--- Begin Dataset ---

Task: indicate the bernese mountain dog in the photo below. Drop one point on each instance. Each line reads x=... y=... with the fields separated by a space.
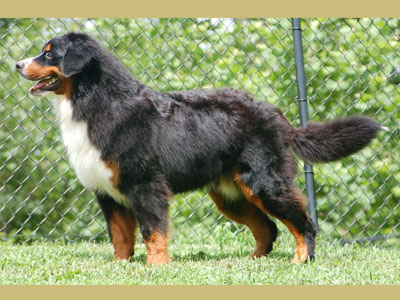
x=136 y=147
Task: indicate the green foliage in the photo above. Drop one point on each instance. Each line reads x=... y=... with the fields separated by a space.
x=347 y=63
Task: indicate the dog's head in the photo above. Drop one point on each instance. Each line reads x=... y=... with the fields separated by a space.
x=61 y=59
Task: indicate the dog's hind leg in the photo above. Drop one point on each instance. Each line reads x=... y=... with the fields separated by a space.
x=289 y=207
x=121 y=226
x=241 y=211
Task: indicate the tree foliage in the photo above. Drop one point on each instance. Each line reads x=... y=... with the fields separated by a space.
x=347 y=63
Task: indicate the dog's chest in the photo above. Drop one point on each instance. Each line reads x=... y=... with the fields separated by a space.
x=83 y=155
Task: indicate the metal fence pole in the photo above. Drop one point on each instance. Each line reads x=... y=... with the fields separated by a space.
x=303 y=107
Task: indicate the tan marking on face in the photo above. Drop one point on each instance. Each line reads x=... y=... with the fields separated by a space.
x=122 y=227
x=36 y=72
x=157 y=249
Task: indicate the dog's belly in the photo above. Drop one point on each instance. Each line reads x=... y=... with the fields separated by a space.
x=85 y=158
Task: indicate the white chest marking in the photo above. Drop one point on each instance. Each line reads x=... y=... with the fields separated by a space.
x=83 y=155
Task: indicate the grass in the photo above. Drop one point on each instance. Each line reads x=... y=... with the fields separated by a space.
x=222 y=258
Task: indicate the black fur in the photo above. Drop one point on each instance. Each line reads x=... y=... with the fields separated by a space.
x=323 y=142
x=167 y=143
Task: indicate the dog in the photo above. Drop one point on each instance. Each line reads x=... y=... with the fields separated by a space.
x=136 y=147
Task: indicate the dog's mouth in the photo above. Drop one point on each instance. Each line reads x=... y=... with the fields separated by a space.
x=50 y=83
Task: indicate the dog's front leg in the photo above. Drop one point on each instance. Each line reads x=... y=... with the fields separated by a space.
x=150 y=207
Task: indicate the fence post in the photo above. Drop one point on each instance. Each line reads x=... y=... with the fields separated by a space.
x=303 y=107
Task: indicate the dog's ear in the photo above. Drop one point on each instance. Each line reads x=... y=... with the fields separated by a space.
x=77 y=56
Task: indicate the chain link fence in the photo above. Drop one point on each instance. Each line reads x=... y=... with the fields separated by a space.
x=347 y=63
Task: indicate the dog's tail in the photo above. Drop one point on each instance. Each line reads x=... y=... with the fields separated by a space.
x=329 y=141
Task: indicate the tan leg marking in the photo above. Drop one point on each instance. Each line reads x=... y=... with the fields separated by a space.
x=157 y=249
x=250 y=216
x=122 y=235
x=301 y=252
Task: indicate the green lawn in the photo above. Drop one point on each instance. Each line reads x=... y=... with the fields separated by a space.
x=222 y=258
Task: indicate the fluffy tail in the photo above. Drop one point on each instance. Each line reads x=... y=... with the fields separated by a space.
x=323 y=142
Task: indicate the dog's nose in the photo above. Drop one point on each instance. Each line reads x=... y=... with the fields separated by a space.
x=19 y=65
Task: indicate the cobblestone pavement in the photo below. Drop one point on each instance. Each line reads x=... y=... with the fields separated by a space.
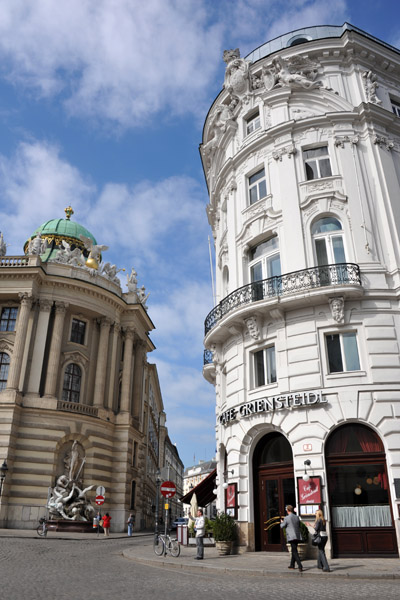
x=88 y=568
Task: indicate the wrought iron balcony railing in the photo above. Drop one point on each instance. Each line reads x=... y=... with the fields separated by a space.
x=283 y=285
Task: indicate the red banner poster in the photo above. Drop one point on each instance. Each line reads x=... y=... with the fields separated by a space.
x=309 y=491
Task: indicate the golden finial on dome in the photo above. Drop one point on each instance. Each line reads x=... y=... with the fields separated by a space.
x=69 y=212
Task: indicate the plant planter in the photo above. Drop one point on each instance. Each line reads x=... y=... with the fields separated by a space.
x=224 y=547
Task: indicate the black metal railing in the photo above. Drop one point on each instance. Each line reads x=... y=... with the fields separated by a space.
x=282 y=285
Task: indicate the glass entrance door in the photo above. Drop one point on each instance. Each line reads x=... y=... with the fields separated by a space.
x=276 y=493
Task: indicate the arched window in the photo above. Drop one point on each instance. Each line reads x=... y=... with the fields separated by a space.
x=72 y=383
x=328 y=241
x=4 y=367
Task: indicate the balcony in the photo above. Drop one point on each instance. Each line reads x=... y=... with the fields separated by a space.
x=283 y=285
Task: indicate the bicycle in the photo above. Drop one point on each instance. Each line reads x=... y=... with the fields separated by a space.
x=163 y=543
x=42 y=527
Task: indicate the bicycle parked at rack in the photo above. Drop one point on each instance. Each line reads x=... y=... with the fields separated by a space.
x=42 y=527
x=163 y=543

--- End Dataset ---
--- Begin Dataset ---

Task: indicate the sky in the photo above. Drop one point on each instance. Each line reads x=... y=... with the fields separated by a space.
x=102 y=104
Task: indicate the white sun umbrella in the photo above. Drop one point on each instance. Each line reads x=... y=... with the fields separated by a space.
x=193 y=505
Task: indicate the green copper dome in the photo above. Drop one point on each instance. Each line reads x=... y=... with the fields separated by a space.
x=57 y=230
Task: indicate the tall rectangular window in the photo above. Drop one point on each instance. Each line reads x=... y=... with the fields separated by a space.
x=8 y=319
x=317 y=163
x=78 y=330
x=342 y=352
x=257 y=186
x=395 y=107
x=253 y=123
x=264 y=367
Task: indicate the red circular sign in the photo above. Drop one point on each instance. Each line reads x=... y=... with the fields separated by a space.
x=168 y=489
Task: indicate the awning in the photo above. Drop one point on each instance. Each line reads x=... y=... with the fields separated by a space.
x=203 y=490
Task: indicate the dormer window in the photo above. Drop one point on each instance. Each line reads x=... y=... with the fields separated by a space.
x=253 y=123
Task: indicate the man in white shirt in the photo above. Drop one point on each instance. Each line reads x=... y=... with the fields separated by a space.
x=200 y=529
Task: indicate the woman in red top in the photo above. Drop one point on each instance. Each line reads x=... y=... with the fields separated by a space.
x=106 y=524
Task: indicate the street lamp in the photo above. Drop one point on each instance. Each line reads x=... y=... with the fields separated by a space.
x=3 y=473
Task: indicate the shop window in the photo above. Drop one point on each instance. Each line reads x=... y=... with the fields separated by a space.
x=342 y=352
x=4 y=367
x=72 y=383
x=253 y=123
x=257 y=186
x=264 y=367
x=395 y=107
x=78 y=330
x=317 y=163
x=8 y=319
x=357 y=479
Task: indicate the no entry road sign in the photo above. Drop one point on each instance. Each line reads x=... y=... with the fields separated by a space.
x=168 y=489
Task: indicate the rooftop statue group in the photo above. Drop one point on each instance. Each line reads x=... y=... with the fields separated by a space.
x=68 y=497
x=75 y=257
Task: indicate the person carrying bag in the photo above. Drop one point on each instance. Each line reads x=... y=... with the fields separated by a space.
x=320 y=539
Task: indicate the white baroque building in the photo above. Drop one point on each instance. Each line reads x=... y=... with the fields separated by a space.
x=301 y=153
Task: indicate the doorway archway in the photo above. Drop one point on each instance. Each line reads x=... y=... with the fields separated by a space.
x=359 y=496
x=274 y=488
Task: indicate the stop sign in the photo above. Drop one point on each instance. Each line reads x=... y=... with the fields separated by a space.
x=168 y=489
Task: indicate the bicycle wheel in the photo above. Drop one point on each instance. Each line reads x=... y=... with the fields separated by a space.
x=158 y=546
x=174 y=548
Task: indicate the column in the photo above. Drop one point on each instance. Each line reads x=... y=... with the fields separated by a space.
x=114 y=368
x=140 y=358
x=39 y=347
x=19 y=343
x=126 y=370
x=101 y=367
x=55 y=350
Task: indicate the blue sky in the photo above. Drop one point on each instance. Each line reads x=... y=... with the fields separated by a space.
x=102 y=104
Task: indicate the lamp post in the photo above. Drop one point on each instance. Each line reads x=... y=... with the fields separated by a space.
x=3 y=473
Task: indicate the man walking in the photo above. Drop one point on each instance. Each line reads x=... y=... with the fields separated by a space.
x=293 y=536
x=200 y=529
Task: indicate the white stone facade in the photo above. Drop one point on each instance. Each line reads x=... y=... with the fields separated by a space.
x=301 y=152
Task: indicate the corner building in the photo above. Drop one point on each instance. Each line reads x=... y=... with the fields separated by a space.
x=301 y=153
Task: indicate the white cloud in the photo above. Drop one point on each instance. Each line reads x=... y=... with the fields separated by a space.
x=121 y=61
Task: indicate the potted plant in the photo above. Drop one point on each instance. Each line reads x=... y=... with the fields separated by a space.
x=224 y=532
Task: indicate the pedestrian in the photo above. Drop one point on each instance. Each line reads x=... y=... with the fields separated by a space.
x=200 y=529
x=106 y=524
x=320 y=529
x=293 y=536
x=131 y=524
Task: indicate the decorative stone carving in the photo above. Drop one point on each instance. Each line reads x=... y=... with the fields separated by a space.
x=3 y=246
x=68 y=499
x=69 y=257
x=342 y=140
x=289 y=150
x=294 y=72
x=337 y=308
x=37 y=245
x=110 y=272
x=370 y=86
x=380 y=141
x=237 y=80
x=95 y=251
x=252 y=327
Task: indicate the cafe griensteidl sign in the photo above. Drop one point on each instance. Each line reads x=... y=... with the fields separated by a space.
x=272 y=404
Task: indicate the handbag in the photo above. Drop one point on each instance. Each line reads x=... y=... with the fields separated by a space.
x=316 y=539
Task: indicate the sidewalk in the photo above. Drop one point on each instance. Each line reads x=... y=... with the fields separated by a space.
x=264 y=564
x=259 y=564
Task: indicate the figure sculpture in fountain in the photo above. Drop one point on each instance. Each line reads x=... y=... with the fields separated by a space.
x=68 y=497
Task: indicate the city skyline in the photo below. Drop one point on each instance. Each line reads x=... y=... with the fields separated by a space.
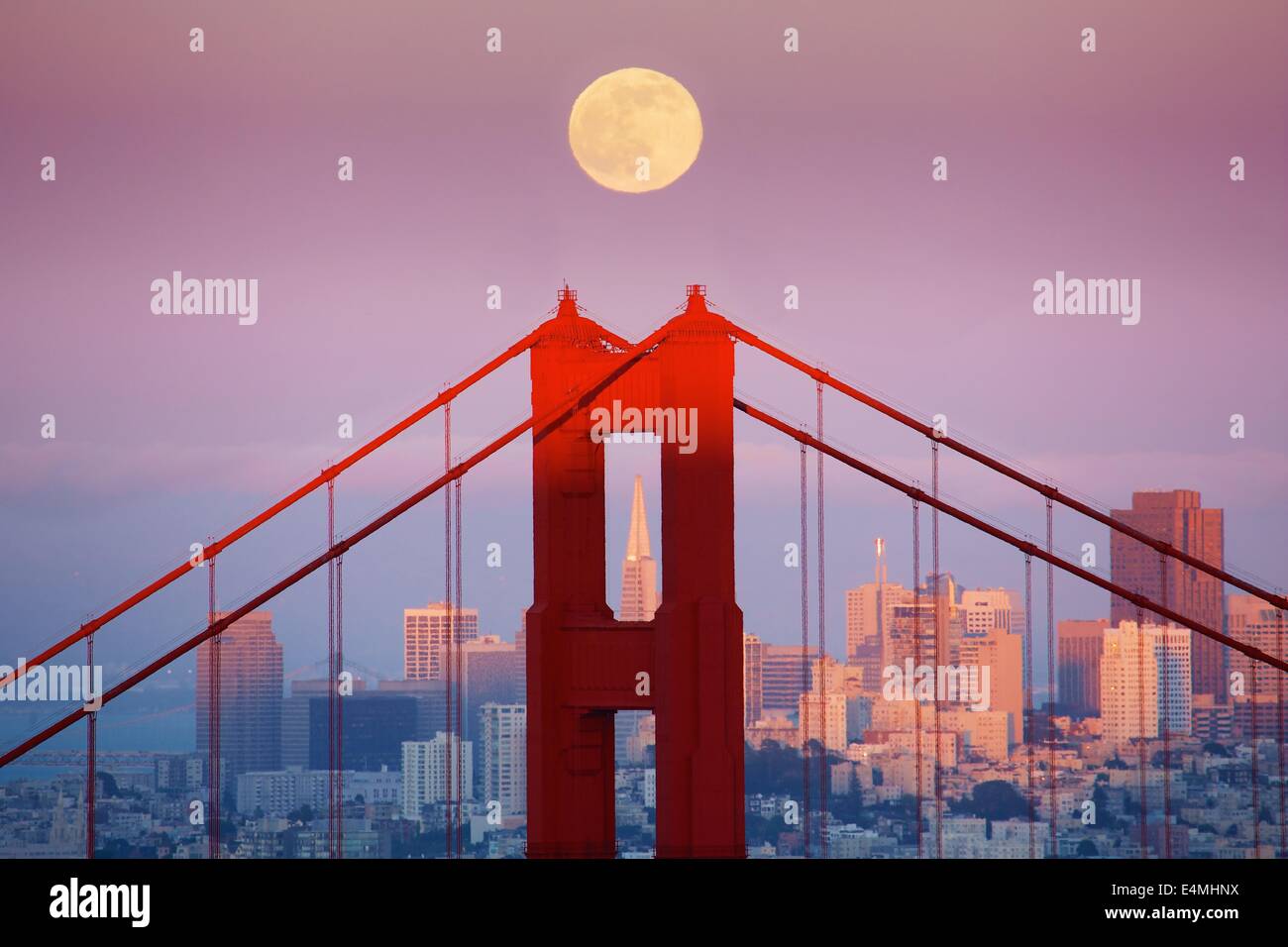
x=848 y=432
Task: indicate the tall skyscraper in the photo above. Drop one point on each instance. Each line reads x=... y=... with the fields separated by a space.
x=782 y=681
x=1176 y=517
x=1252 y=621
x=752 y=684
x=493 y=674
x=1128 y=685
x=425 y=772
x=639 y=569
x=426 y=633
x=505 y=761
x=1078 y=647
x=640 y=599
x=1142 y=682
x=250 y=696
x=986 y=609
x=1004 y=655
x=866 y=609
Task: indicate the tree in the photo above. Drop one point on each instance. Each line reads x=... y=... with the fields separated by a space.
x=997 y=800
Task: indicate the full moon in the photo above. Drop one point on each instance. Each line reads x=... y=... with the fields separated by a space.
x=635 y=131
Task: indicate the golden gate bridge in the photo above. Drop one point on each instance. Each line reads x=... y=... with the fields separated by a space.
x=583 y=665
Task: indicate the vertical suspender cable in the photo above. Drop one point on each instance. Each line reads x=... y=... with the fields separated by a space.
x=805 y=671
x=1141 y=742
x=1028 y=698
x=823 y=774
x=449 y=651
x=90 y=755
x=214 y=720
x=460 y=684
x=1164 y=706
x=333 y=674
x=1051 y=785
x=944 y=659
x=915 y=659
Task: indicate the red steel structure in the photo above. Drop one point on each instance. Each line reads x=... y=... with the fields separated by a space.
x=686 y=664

--- End Dataset ---
--- Begin Dataset ---

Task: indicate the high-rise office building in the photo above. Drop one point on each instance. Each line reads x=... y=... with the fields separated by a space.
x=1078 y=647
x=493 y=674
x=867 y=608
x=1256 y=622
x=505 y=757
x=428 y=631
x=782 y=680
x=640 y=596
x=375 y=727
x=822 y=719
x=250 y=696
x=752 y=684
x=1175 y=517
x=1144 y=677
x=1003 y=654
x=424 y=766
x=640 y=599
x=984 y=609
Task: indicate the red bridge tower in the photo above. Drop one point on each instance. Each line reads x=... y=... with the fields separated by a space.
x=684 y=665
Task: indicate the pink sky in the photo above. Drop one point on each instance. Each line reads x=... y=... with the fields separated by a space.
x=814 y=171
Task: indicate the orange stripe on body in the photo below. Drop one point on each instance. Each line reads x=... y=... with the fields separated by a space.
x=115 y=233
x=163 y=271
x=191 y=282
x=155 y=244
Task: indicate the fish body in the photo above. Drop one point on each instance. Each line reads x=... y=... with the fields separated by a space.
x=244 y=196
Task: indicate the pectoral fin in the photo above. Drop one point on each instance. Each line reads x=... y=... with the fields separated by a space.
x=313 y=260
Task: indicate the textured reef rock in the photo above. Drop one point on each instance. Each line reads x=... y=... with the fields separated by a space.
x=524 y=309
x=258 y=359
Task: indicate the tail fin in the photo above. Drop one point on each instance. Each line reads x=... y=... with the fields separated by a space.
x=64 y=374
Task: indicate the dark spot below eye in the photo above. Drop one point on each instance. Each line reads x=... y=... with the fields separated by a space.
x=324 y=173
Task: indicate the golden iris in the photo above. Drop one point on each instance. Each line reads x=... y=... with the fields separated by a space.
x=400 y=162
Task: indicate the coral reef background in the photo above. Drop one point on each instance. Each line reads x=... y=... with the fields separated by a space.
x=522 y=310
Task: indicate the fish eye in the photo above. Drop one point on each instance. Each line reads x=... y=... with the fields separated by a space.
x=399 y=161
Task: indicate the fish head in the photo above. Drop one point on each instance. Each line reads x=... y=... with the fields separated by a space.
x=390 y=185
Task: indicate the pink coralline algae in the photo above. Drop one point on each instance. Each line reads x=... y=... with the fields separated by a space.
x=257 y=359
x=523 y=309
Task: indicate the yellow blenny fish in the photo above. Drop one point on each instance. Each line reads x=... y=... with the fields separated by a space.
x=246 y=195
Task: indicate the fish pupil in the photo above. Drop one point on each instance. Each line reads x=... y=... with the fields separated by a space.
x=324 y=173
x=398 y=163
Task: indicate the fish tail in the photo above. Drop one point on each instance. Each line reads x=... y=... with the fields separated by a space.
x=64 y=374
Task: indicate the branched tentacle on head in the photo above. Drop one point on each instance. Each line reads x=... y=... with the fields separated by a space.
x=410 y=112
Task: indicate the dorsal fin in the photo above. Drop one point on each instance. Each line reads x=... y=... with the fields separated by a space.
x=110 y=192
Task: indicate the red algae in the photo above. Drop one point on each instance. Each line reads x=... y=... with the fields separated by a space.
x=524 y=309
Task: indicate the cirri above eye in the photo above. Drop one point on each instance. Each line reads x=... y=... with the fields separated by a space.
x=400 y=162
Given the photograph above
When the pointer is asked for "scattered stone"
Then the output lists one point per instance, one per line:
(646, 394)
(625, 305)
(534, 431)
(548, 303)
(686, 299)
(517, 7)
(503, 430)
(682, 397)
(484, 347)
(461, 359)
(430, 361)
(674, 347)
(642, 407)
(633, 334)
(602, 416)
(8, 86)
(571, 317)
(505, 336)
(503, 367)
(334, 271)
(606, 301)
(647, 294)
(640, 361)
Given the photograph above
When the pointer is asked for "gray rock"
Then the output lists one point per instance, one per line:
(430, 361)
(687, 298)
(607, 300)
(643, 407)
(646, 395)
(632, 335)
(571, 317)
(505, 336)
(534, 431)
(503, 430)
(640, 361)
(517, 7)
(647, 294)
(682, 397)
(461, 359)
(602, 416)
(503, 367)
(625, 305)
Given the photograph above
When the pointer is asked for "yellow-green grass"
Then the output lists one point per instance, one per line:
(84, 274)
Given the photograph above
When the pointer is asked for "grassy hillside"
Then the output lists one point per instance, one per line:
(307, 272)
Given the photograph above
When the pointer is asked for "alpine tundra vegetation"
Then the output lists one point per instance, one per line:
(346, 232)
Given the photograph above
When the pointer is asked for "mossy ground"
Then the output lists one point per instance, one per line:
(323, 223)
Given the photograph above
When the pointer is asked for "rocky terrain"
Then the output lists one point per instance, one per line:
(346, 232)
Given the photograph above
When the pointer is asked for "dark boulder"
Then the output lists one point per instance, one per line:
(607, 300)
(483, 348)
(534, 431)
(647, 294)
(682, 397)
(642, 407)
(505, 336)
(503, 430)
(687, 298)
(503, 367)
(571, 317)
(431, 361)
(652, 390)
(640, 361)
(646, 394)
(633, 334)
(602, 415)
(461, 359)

--- End Dataset ---

[Short task]:
Output as a numbered list, omitting blank lines, the records from the line containing "Task: indicate the handbag" to the line containing "x=686 y=664", both included. Leave the pictures out of the answer.

[Problem solution]:
1. Task: indicate the handbag in the photo above. Drop one point on each instance. Each line reads x=... y=... with the fields separated by a space.
2. x=316 y=539
3. Task: indicate the sidewalk in the photo above. Drop one point on each instance. Each line reads x=... y=... with the fields separated by a space.
4. x=264 y=564
5. x=259 y=564
6. Task: indicate the figure sculpture in fountain in the photo above. Drop one point on each instance. Each line reads x=... y=... with the fields separated by a space.
7. x=68 y=497
8. Task: indicate the city skyline in the photo below. Drop one point on each instance. Each line reads x=... y=... with the fields separated by a space.
9. x=848 y=432
10. Task: indicate the tall skyscraper in the photo above. Drop one point on each instance. Each line reads x=... y=... with the fields separated by a space.
11. x=782 y=681
12. x=1176 y=517
13. x=1252 y=621
14. x=752 y=684
15. x=493 y=674
16. x=1128 y=685
17. x=425 y=772
18. x=639 y=569
19. x=426 y=633
20. x=505 y=761
21. x=1078 y=647
22. x=640 y=599
23. x=1142 y=682
24. x=250 y=696
25. x=986 y=609
26. x=1004 y=655
27. x=866 y=609
28. Task: indicate the tree in the photo above. Drop one point on each instance. Each line reads x=... y=... with the fields separated by a space.
29. x=997 y=800
30. Task: indicate the full moon in the photo above. Drop one point on each instance. Each line reads x=... y=... with the fields separated by a space.
31. x=635 y=131
32. Task: indicate the golden gate bridge in the photo above. Drop one point on each instance. Each line reads x=... y=... with the fields separated by a space.
33. x=583 y=665
34. Task: indicate the vertical suspender cable in the photo above. Drop one point on each instance. Each line reads x=... y=... with the fields separated by a space.
35. x=805 y=671
36. x=1141 y=742
37. x=1028 y=698
38. x=823 y=774
39. x=449 y=651
40. x=90 y=755
41. x=214 y=720
42. x=460 y=684
43. x=1164 y=706
44. x=333 y=674
45. x=1051 y=785
46. x=944 y=659
47. x=915 y=659
48. Task: indicate the red steel structure in the photo above. Drop one point on each instance. Each line reads x=... y=... with the fields separated by a space.
49. x=686 y=664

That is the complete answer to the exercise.